EXERCISE INSTRUCTIONS -> Duplicate, without any change, the part of the items that opens with the line containing "Wildlife-survey tagging: tag each instance of the white" and runs through the end of the items, both ends included.

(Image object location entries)

>>>

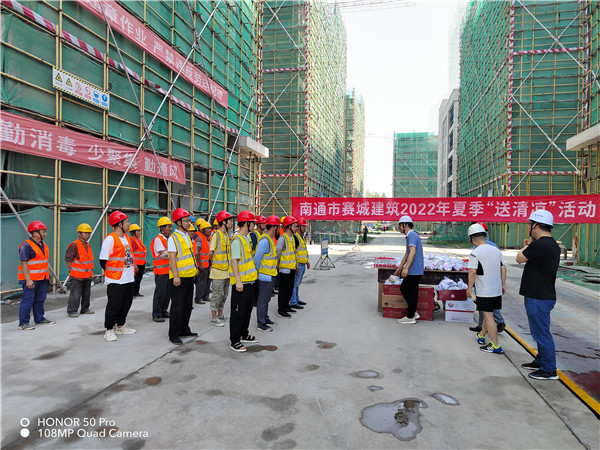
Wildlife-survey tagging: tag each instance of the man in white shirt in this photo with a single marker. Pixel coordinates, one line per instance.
(488, 273)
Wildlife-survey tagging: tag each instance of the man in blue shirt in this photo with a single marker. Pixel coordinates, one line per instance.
(410, 269)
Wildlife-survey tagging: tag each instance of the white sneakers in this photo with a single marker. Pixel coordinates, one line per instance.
(124, 330)
(110, 336)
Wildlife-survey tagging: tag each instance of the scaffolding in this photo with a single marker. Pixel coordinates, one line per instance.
(415, 165)
(303, 102)
(354, 156)
(191, 127)
(520, 99)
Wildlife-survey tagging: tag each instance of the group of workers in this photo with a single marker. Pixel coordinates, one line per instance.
(264, 257)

<<<

RESPONSE BELOW ->
Wildlife-survey tagging: tag each instance of the white sneakers in this photo with a single marker. Pixel coordinates, one line per instance.
(124, 330)
(110, 336)
Wildlife-survey tagging: tag each instance of the scaffolding in this photo with a single marker. Pixel coordinates, one line per instance.
(415, 165)
(303, 102)
(354, 156)
(191, 127)
(520, 99)
Wildlife-survey tagging: tag each instance of the group of workers in this photo with a single marker. Pixel coordinates, one line per instance.
(264, 257)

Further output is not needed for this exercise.